How to complete this task: Where a line of the data holds the word "chandelier", copy that line.

··· Given entries

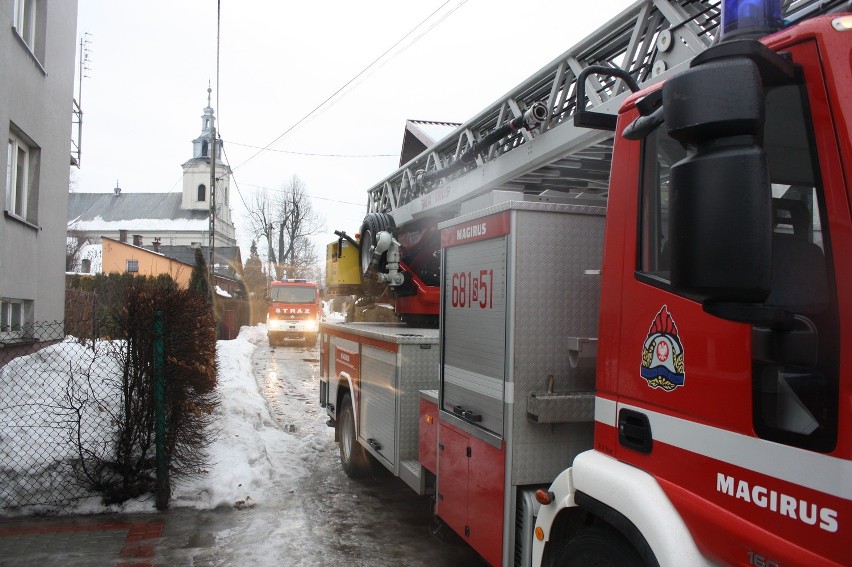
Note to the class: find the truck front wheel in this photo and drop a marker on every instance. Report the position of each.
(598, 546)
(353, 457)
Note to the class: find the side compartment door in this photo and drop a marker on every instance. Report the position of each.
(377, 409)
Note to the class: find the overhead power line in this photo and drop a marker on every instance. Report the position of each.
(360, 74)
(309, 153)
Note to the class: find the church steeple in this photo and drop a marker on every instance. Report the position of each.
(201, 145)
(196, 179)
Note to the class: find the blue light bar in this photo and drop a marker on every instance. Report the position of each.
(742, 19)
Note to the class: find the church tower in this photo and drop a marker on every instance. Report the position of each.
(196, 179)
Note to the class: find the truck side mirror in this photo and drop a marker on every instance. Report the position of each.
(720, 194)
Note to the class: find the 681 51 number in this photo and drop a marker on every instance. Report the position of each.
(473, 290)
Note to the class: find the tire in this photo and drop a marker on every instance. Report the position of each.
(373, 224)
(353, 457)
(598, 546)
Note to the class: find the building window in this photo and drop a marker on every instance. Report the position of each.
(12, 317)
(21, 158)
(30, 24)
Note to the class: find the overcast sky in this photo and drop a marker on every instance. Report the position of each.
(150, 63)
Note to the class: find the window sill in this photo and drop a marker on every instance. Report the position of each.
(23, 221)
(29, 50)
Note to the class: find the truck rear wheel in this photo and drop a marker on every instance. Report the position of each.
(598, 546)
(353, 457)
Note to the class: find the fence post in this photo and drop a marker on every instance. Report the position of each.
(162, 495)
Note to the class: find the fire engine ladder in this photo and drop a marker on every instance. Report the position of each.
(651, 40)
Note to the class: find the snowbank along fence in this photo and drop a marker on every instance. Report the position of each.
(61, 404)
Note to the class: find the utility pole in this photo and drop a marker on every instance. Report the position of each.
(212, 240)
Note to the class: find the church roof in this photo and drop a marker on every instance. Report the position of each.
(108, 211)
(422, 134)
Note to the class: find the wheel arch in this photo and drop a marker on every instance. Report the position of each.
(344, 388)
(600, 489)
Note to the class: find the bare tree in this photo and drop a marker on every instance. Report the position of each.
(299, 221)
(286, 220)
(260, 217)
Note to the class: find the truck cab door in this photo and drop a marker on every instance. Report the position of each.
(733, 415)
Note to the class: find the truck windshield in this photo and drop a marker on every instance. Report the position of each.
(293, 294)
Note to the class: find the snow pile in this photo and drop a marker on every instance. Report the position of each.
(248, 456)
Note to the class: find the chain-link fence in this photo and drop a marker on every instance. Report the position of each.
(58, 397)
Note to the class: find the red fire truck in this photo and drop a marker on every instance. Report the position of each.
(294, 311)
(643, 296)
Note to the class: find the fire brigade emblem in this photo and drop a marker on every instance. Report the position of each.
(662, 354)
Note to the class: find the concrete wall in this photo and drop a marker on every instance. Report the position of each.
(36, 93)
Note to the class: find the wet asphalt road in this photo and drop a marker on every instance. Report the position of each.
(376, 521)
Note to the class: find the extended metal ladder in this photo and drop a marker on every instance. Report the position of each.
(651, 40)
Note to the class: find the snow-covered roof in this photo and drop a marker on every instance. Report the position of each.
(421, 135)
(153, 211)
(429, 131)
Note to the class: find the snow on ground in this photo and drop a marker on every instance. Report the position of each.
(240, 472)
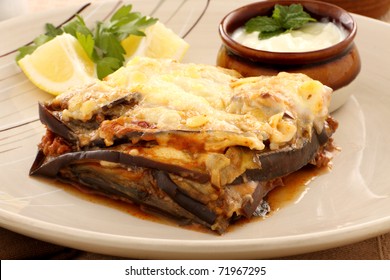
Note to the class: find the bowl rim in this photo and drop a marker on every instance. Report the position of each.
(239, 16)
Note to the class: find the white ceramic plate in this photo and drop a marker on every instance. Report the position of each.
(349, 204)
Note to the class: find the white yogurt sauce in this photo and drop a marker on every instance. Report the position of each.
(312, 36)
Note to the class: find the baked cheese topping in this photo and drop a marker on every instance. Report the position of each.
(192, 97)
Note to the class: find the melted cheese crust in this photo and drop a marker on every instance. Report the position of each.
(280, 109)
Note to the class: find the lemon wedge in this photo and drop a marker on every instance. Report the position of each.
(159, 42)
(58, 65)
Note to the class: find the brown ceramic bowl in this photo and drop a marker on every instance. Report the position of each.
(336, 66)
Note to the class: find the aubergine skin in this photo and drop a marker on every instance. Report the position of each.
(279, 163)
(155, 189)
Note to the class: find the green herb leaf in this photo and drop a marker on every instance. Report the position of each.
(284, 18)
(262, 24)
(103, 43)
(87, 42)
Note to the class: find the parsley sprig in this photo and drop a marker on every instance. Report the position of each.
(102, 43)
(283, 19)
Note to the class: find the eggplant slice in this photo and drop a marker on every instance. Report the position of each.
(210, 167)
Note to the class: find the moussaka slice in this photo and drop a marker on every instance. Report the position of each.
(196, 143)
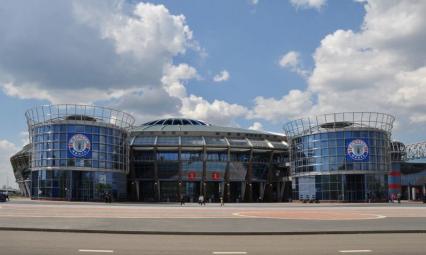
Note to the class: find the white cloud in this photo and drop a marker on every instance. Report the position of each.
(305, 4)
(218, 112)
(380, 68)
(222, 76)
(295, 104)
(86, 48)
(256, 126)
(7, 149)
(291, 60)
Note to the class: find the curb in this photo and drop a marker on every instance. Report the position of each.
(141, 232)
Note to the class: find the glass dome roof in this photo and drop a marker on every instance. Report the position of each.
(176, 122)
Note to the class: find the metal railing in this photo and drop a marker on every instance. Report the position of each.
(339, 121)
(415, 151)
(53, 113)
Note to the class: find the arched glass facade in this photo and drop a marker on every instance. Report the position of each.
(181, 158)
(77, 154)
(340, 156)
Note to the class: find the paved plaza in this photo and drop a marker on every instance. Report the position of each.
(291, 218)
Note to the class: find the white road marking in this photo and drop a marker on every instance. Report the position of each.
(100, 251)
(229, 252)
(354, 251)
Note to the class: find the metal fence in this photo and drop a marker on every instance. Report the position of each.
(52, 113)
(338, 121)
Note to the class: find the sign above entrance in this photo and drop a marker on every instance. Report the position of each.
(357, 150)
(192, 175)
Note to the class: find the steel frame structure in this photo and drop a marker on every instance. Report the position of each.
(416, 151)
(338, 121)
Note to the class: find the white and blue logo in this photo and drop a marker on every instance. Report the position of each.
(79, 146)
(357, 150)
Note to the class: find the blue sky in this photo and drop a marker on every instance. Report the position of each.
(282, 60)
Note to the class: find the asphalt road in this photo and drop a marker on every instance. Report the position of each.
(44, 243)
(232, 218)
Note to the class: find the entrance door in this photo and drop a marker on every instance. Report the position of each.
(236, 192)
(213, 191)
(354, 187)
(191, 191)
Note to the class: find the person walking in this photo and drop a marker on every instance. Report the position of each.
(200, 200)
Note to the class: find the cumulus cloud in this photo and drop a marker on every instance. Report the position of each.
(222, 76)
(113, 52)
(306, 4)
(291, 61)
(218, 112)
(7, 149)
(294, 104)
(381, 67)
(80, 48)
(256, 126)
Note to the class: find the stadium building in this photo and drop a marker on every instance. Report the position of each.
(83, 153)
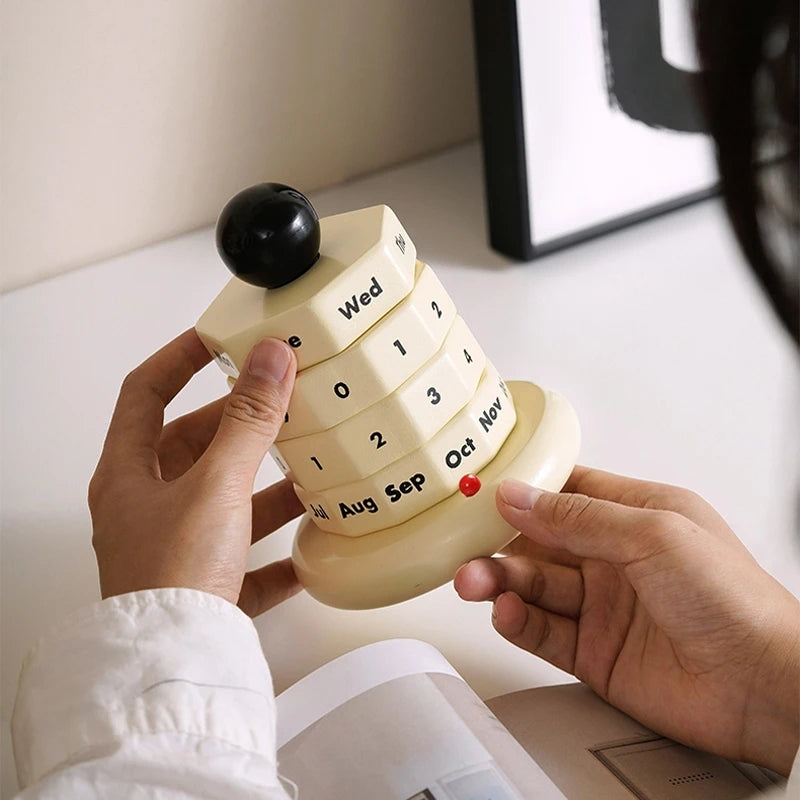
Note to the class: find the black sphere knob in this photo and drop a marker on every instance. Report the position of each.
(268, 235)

······
··· Given entries

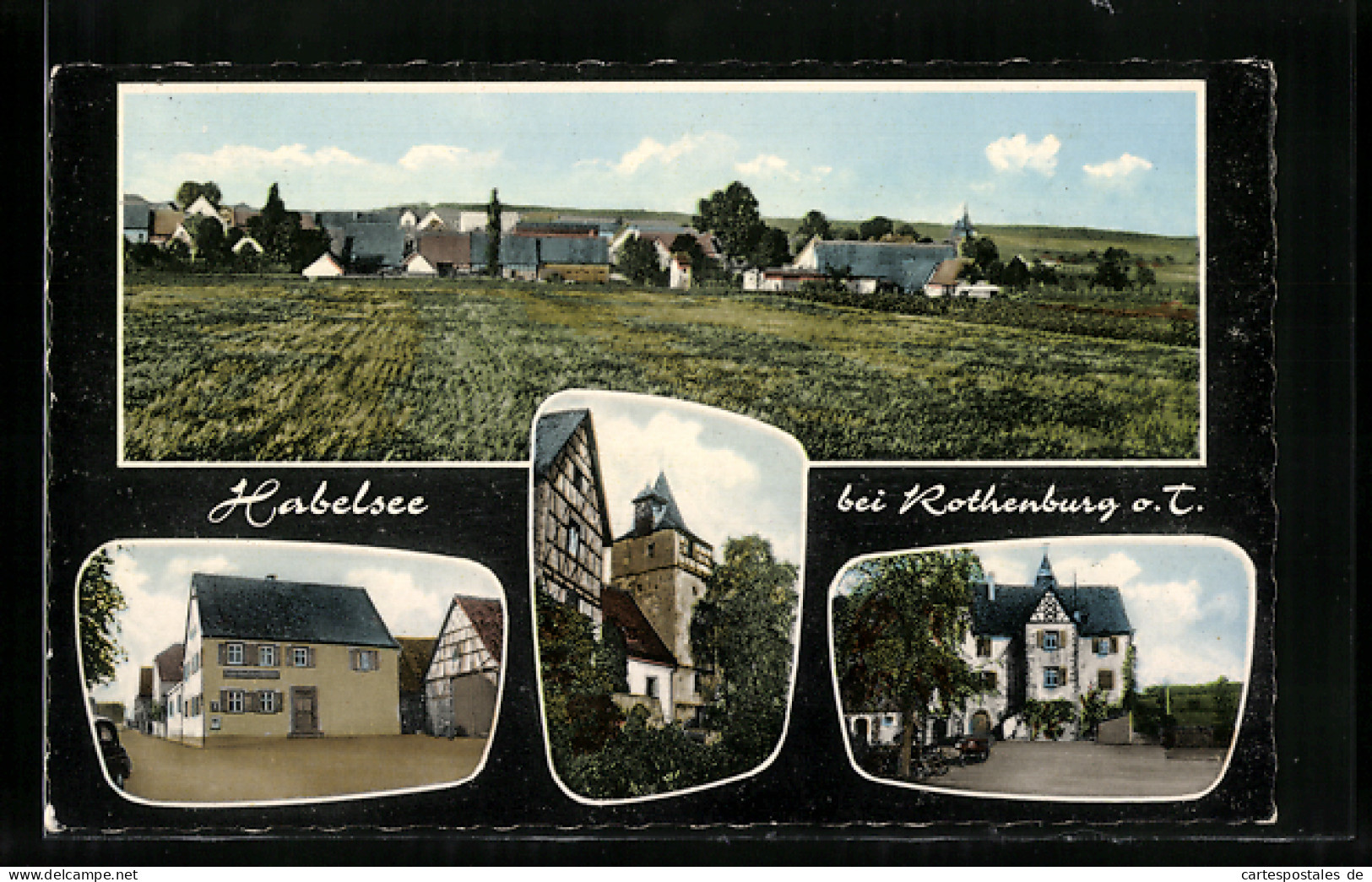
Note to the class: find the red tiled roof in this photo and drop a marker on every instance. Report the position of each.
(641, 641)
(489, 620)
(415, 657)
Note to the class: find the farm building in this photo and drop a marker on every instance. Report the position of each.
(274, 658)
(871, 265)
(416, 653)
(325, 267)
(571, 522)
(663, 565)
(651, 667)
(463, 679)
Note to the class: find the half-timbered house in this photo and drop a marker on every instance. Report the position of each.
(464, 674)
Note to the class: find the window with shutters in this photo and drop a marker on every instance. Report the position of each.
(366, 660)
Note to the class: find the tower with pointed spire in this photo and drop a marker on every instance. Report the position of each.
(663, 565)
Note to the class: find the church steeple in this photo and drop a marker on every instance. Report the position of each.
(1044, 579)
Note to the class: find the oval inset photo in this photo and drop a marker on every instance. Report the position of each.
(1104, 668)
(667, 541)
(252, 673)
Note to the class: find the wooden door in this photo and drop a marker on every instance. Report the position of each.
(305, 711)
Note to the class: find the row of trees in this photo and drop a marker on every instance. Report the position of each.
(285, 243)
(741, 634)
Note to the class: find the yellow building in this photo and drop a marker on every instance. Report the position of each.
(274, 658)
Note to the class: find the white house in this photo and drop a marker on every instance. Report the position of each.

······
··· Given entries

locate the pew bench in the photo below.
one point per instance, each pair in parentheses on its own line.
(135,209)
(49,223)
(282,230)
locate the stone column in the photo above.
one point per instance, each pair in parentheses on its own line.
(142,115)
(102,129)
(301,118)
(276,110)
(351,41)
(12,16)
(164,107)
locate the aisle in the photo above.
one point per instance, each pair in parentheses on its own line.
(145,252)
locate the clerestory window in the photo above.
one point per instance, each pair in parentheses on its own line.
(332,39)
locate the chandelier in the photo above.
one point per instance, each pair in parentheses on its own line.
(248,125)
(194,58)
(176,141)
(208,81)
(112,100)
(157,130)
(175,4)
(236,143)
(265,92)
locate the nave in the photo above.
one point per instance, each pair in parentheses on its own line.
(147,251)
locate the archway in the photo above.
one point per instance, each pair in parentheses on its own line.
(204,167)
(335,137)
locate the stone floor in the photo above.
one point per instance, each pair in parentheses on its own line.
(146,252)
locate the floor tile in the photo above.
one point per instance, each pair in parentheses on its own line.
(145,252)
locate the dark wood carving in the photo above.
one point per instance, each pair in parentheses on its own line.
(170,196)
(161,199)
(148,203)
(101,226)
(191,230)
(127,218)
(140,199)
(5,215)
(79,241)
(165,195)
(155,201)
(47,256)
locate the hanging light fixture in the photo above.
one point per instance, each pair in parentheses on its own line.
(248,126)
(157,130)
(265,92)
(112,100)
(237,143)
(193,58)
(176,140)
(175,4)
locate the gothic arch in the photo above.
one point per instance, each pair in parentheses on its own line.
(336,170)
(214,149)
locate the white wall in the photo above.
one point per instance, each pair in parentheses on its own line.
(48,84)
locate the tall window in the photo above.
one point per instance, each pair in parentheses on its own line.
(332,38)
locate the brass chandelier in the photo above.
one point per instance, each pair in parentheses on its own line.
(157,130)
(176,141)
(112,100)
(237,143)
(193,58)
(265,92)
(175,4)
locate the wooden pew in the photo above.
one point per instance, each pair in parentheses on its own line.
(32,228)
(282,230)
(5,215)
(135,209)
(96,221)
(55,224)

······

Completed exercise:
locate the chandelier in the photo above.
locate the brass chandelier in the photo above.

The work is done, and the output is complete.